## Exercise aim
Edit the stretch from the line containing "Where can you spot the staircase" through the end of the data, replacing "marker" with "dot" and leaving everything else unchanged.

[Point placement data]
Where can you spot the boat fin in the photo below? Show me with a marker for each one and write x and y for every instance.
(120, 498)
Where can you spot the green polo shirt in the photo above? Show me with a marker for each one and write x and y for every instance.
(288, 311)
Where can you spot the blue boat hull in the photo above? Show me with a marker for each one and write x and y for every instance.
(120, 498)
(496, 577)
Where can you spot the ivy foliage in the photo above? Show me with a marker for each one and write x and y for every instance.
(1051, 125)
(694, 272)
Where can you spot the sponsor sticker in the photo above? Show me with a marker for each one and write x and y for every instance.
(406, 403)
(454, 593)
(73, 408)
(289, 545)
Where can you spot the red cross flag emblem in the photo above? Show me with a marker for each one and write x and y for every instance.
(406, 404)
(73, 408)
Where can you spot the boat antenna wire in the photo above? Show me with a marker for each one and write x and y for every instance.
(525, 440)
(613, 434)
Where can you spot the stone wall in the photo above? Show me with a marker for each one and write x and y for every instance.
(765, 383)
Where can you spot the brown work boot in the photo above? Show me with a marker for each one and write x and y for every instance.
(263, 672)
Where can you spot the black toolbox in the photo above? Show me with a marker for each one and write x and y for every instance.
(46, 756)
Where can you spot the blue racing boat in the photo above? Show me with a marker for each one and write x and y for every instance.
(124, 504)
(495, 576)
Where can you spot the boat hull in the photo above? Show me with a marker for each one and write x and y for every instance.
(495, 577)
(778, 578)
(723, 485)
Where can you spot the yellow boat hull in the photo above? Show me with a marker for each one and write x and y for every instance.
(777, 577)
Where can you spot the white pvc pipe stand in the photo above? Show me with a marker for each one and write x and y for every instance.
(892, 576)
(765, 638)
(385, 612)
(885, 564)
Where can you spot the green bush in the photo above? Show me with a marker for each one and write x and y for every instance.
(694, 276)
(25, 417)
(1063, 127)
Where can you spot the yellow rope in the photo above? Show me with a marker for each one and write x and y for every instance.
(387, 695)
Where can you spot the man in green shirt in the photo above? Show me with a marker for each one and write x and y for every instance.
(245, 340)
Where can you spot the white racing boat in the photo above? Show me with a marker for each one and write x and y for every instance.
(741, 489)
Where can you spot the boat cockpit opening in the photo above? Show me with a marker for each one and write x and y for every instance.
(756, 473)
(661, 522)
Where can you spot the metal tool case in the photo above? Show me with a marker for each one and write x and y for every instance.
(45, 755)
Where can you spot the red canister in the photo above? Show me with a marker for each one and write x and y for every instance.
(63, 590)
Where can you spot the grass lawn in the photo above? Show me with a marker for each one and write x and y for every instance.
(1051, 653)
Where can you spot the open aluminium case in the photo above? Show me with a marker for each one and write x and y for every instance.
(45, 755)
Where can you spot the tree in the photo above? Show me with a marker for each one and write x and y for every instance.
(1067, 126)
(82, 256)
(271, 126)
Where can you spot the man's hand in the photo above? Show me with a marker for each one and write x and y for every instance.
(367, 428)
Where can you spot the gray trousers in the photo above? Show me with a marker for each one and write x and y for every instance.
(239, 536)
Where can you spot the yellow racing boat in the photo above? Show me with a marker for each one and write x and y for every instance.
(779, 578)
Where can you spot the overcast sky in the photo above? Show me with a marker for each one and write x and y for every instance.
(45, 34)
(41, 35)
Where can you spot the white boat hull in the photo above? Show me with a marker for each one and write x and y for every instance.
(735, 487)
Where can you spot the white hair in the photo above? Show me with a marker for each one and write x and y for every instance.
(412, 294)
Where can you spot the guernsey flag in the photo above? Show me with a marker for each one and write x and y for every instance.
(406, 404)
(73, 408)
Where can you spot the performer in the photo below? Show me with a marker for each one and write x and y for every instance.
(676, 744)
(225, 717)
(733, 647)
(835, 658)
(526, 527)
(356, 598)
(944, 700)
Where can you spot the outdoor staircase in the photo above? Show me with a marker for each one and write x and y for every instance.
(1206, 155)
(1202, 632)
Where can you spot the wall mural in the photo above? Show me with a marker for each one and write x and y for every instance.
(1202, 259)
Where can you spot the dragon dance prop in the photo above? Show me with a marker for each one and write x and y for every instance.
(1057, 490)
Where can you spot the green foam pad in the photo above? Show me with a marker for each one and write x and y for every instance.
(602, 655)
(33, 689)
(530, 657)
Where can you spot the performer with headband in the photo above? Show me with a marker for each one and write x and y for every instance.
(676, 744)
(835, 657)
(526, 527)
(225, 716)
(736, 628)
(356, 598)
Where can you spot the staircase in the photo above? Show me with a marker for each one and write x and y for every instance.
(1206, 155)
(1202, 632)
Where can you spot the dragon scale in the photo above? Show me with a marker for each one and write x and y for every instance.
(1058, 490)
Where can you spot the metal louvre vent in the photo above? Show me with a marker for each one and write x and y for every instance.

## Full output
Where can you spot the staircase in the photo above? Show me with a dot for each one and write x and y for every instance.
(1206, 155)
(1202, 632)
Where can you spot the dragon scale in the photo above? Show me with a dot for each one and write x and y for every instance.
(1058, 490)
Where can you spot the metal louvre vent in the photo above? Show me with a dot for each one and write x and y for every instance.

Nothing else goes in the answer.